*Data under study*.

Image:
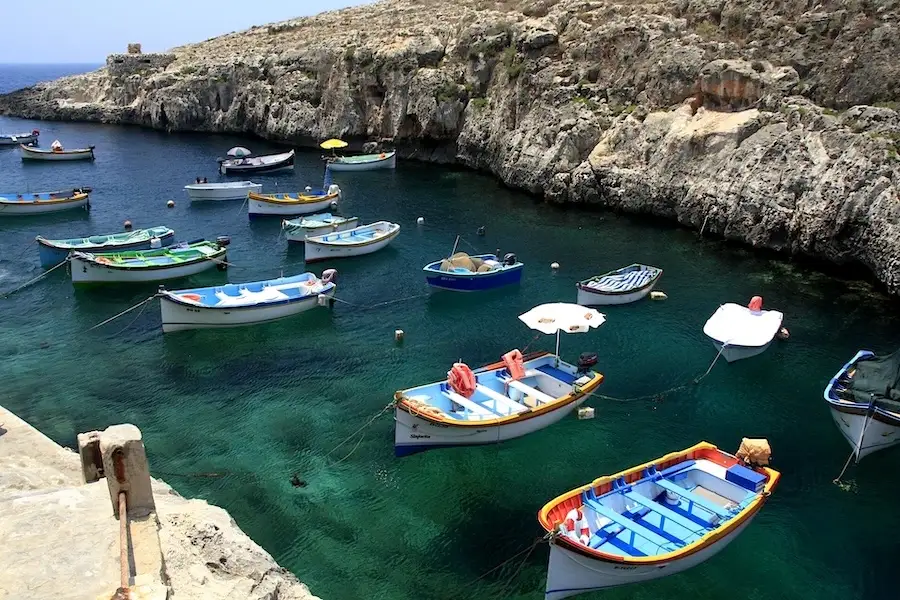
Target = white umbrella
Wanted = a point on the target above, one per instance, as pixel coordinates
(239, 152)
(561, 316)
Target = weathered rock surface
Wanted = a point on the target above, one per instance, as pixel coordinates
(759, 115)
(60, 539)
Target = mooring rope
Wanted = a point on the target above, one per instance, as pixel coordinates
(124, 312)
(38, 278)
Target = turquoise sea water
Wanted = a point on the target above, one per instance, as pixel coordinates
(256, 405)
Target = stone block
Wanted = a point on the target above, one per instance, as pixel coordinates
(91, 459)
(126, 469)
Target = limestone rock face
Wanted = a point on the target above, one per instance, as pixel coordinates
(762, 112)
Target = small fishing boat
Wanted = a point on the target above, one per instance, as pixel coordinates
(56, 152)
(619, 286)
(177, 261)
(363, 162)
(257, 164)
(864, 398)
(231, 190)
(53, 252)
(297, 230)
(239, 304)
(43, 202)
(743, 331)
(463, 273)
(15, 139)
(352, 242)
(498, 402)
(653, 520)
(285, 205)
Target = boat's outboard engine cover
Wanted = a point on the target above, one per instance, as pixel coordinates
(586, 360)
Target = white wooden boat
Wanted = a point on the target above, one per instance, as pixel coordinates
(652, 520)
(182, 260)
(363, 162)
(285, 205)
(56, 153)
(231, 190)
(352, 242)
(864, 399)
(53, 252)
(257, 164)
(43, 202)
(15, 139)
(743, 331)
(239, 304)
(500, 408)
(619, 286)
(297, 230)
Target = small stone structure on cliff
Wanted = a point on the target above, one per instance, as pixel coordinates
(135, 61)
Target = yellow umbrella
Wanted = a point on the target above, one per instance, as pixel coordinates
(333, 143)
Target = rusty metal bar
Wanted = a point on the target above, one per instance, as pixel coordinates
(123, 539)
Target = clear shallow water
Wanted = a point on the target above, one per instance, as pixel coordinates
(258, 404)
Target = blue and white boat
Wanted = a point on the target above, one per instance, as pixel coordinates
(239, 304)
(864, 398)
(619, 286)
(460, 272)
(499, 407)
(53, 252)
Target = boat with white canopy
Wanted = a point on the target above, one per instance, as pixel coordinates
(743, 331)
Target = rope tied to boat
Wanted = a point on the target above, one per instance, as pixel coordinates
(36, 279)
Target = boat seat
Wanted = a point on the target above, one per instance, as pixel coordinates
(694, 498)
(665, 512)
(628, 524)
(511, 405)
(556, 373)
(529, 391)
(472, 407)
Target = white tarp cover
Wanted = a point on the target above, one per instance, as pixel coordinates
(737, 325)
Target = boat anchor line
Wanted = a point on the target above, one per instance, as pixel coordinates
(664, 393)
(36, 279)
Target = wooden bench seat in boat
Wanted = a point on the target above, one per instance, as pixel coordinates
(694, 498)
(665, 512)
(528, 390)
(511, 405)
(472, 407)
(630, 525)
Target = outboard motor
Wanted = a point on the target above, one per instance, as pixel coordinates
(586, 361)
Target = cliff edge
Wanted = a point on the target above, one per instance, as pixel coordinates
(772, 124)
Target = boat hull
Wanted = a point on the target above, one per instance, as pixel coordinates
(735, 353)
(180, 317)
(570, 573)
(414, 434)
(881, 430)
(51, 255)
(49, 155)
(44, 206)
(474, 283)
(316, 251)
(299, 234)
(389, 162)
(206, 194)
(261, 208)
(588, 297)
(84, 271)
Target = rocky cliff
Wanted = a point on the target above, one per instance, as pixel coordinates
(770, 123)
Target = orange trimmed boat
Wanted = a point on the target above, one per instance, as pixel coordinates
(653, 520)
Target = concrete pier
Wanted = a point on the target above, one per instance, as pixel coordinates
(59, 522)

*What is needed*. Copy out the material above exactly; the images stay out.

*Answer section*.
Image:
Target = white umbrella
Wanted = a point on the target above, one per instance, as pixel coordinates
(239, 152)
(561, 316)
Target = weathered rock surface
Wanted = a point on the target above, one per instance, as pixel coordinates
(759, 115)
(60, 539)
Target = mooring rope
Wanted = a point on the target above, one per instance, as pixel coordinates
(124, 312)
(38, 278)
Target = turquoise sea water
Wanted = a point on the target above, one per instance, as pixel coordinates
(256, 405)
Target = stone block
Wanted = a point on the target above, one per instance, as pixel coordinates
(91, 459)
(126, 469)
Target = limestone rock face
Wanted = a point on the target above, one per instance, as pixel coordinates
(762, 112)
Target = small fishing boat
Wanted = a point on the target above, one per instance, as pixel coordinates
(56, 152)
(619, 286)
(177, 261)
(363, 162)
(257, 164)
(864, 398)
(231, 190)
(53, 252)
(297, 230)
(239, 304)
(43, 202)
(743, 331)
(463, 273)
(15, 139)
(352, 242)
(498, 402)
(653, 520)
(285, 205)
Target = boat's outboard engine cover
Wanted = a point on the target above, one per instance, as pixel coordinates
(586, 360)
Target = white wooden boat
Wanted = a point on the target above, one per instance, as pixel coordinates
(652, 520)
(182, 260)
(363, 162)
(285, 205)
(56, 153)
(231, 190)
(352, 242)
(864, 399)
(53, 252)
(257, 164)
(43, 202)
(15, 139)
(743, 331)
(239, 304)
(500, 408)
(619, 286)
(297, 230)
Target = small stone structure on cliff
Wanted = a point on the target above, one per instance, as pixel coordinates
(135, 61)
Target = yellow umbrella
Wanted = a point on the target above, one per instance, as pixel coordinates
(333, 143)
Target = rusty metal bar
Wanted = a point on the target above, one per instance, as pixel coordinates
(123, 539)
Target = clear shallow water
Wanted = a point on the target above, one per instance, as pixel coordinates
(258, 404)
Target = blue and white boat
Wanted = a point on the target above, one per instance, as pixel coordinates
(239, 304)
(864, 398)
(619, 286)
(460, 272)
(499, 407)
(53, 252)
Target = boat with white canopy
Wanted = a point on the target above, one per instance, as pixel coordinates
(743, 331)
Target = rope tied to boat
Wanted = a point on the target above, one per instance, as pixel coordinates
(36, 279)
Target = boat seat
Wanted = a point on the target above, one per instance, as pixel coordinates
(694, 498)
(665, 512)
(628, 524)
(511, 405)
(556, 373)
(529, 391)
(472, 407)
Target = white tarp cover
Wanted = a point on the target above, one per instance, as pixel coordinates
(737, 325)
Target = boat anchor line
Wanted = a point on the target above, one per instance, as pixel coordinates
(664, 393)
(36, 279)
Target = wooden bench seat in boat
Wanted = a point on the target above, one per instance, as pixel coordinates
(694, 498)
(665, 512)
(528, 390)
(511, 405)
(472, 407)
(630, 525)
Target = outboard motor
Wanted = a point on the target above, one per instance, as pixel coordinates
(586, 361)
Target = cliff edge
Wanted = a point on the target above, one per instance, as pixel coordinates
(772, 124)
Target = boat hull
Wanted = a point on the target above, one per instance, as pixel coordinates
(735, 353)
(180, 317)
(570, 573)
(414, 434)
(881, 430)
(51, 255)
(49, 155)
(44, 206)
(474, 283)
(316, 251)
(299, 234)
(389, 162)
(206, 194)
(261, 208)
(588, 297)
(84, 271)
Target = rocky cliff
Wanted = a point on the target above, one per instance, as pixel coordinates
(770, 123)
Target = orange trimmed boat
Wanted = a point on the target above, one per instance, as pixel coordinates
(653, 520)
Target = concrete pier
Wanted = a point on the target above, one per instance, as pixel coordinates
(59, 522)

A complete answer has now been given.